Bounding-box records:
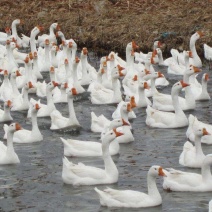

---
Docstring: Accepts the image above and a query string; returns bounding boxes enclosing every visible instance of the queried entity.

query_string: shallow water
[0,54,212,212]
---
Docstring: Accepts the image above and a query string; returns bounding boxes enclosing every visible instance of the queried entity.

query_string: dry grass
[0,0,212,57]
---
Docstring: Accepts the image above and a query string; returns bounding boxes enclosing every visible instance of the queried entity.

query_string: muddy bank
[0,0,212,56]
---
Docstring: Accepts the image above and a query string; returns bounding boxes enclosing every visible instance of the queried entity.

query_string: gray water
[0,51,212,212]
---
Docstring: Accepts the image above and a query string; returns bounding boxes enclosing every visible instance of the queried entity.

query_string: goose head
[102,128,123,143]
[11,68,22,78]
[130,96,137,109]
[81,47,88,56]
[4,27,11,35]
[202,73,209,82]
[24,81,34,90]
[191,31,204,41]
[67,88,78,99]
[32,102,41,113]
[171,80,190,94]
[194,128,210,138]
[50,22,60,31]
[153,40,162,49]
[4,100,12,109]
[31,25,44,36]
[148,166,166,178]
[138,81,149,90]
[8,123,22,133]
[46,81,59,91]
[60,82,68,90]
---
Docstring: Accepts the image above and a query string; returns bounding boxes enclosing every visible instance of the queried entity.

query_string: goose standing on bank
[4,103,43,143]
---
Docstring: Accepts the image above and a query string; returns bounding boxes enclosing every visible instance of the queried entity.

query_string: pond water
[0,53,212,212]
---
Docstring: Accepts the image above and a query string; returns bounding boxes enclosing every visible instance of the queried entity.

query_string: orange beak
[71,88,77,95]
[205,74,209,81]
[202,128,210,135]
[35,103,40,110]
[144,82,149,89]
[15,123,21,131]
[52,81,59,87]
[158,167,166,177]
[122,119,130,126]
[113,128,124,137]
[7,100,12,107]
[16,70,22,77]
[180,80,190,88]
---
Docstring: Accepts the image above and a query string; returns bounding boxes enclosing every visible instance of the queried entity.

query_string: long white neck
[12,21,18,37]
[201,161,212,182]
[49,25,55,36]
[147,173,162,200]
[171,90,185,116]
[68,97,79,125]
[31,110,41,137]
[7,131,15,154]
[194,135,204,157]
[45,45,50,65]
[10,76,20,95]
[183,73,196,108]
[137,86,147,107]
[112,78,122,103]
[30,31,39,52]
[120,109,129,122]
[2,106,12,120]
[46,88,55,108]
[23,87,29,105]
[102,138,118,178]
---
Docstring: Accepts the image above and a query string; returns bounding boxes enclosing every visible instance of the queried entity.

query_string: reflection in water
[0,54,212,212]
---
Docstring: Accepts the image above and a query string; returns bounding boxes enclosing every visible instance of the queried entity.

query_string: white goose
[152,65,201,111]
[94,166,166,208]
[163,154,212,192]
[179,128,209,168]
[62,129,122,185]
[189,31,204,68]
[146,81,189,128]
[50,88,80,130]
[196,73,211,101]
[0,100,13,122]
[186,114,212,144]
[91,66,122,104]
[27,81,58,118]
[4,103,43,143]
[38,22,60,47]
[60,119,129,157]
[11,82,34,111]
[0,123,21,165]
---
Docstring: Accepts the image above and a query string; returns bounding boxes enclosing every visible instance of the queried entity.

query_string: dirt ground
[0,0,212,56]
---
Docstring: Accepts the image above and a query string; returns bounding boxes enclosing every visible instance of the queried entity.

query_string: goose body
[94,166,165,208]
[4,103,43,143]
[50,88,80,130]
[186,114,212,144]
[0,123,21,165]
[163,154,212,192]
[61,119,128,157]
[146,81,188,128]
[179,128,209,168]
[62,129,122,185]
[27,81,58,118]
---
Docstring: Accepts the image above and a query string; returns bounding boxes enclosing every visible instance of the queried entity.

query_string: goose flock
[0,19,212,211]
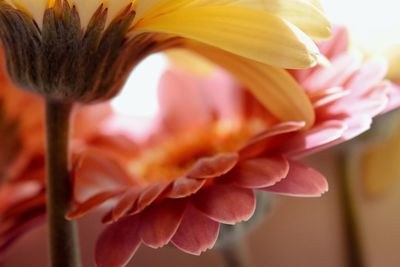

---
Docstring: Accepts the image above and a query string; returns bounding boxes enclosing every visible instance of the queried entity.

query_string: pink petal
[73,150,135,202]
[229,155,289,188]
[261,161,328,197]
[382,83,400,114]
[172,205,219,255]
[192,184,256,224]
[301,54,361,93]
[278,120,347,159]
[66,191,123,220]
[95,216,141,267]
[166,177,207,198]
[346,59,387,96]
[129,182,168,215]
[112,188,142,222]
[341,114,372,141]
[187,153,239,179]
[239,122,305,160]
[140,199,186,248]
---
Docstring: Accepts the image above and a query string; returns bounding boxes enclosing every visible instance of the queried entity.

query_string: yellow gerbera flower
[0,0,330,125]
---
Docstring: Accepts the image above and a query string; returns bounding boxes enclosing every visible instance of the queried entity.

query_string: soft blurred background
[3,0,400,267]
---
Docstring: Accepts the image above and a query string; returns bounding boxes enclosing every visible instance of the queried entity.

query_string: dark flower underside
[0,0,181,102]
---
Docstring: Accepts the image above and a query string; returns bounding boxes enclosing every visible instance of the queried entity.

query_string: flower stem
[338,151,365,267]
[46,100,80,267]
[220,241,250,267]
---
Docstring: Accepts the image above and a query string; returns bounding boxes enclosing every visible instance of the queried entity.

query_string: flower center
[130,118,267,182]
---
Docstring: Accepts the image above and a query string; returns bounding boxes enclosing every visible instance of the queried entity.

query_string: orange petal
[192,184,256,224]
[95,216,141,267]
[140,199,186,248]
[166,177,206,198]
[187,153,239,179]
[172,205,219,255]
[262,161,328,197]
[229,155,289,188]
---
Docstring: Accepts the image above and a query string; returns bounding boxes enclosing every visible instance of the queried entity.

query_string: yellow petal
[186,42,315,127]
[166,49,216,76]
[360,116,400,197]
[197,0,331,38]
[138,0,331,38]
[252,0,331,38]
[134,6,318,68]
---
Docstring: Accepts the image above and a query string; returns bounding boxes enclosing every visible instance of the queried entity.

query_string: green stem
[46,100,80,267]
[338,152,366,267]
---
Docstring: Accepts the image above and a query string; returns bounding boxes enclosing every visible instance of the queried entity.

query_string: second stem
[46,100,81,267]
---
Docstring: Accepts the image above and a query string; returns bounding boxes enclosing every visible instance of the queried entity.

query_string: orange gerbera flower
[68,26,396,267]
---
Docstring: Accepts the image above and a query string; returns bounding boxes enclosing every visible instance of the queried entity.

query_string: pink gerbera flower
[68,26,396,267]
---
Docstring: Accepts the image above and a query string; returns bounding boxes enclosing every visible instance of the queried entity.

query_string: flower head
[0,0,329,107]
[0,49,110,256]
[68,26,394,266]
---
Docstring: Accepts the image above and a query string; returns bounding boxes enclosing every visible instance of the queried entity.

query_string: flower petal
[140,199,186,248]
[302,53,362,93]
[95,216,141,267]
[261,161,328,197]
[72,150,135,202]
[278,120,347,157]
[192,184,256,224]
[239,122,305,160]
[129,182,169,215]
[134,5,318,68]
[66,191,123,220]
[236,0,331,38]
[187,153,239,179]
[229,155,289,188]
[166,177,207,198]
[112,188,141,222]
[186,42,315,125]
[172,205,219,255]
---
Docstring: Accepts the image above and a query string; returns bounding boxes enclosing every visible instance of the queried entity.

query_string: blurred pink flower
[68,28,393,266]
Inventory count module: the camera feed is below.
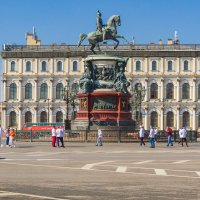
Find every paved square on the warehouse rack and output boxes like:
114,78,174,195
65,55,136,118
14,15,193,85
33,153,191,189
0,142,200,200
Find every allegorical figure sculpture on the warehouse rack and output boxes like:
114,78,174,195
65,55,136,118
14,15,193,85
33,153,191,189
78,10,128,53
114,61,130,93
79,61,94,93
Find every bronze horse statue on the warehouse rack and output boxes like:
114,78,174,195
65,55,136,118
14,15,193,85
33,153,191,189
78,15,129,54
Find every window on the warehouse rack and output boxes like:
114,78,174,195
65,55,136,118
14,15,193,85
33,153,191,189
57,61,62,72
152,60,157,71
25,111,32,123
42,61,47,72
151,111,158,127
26,61,31,72
167,111,174,127
183,111,190,127
182,83,190,99
167,60,173,71
25,83,32,99
198,84,200,99
183,60,189,71
10,61,15,72
73,61,78,72
9,111,17,126
150,83,158,99
56,83,63,99
56,111,63,122
40,83,48,99
40,111,47,122
10,83,17,99
135,60,141,71
166,83,174,99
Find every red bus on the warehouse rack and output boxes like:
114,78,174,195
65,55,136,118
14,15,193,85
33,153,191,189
22,122,65,131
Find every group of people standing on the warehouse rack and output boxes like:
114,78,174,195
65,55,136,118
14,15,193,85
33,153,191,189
51,126,65,148
0,125,16,148
139,125,188,148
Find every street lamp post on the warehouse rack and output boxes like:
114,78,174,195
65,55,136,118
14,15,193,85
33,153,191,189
132,83,146,126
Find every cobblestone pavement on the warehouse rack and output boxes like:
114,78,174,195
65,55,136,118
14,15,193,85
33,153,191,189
0,142,200,200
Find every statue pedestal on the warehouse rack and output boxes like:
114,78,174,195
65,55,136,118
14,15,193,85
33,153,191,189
72,90,134,130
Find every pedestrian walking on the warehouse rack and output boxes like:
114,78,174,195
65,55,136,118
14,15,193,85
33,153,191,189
51,126,56,147
139,125,145,146
5,126,10,147
165,126,173,146
0,125,3,147
96,127,103,146
60,127,65,148
9,128,16,148
149,126,155,148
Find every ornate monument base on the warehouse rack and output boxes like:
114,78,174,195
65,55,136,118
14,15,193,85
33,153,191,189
71,55,134,130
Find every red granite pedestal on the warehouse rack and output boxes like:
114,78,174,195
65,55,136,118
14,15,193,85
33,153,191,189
72,90,134,130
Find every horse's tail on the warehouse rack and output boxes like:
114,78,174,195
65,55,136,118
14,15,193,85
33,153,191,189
78,33,87,47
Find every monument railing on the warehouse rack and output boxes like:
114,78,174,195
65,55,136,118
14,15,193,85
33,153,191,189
2,44,200,52
13,130,197,143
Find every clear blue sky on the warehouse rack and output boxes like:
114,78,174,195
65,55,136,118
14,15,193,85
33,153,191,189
0,0,200,96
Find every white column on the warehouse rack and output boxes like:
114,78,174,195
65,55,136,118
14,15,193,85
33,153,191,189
144,108,149,130
144,78,149,101
49,79,53,101
19,80,22,101
160,107,164,130
18,107,22,130
3,80,7,101
34,80,38,101
192,107,197,130
176,79,180,102
192,79,196,102
160,78,164,101
2,108,7,129
176,107,181,130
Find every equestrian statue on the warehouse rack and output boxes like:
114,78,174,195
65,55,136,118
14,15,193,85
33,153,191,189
78,10,129,54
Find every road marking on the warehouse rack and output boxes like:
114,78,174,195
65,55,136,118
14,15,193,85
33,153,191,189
116,166,127,173
81,161,114,170
173,160,190,164
154,169,167,176
132,160,153,165
0,191,69,200
196,172,200,176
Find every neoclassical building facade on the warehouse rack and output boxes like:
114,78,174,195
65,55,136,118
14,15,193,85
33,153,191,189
1,34,200,130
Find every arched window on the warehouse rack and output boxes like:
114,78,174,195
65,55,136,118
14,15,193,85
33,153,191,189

Exercise brief:
Filter the material above down to the lines containing the word "monument", copying each such line in full.

Response to this exercise:
Find every ornate monument base on the warehouse rack and output boxes like:
Find every monument railing on the warehouse rack and output boxes like:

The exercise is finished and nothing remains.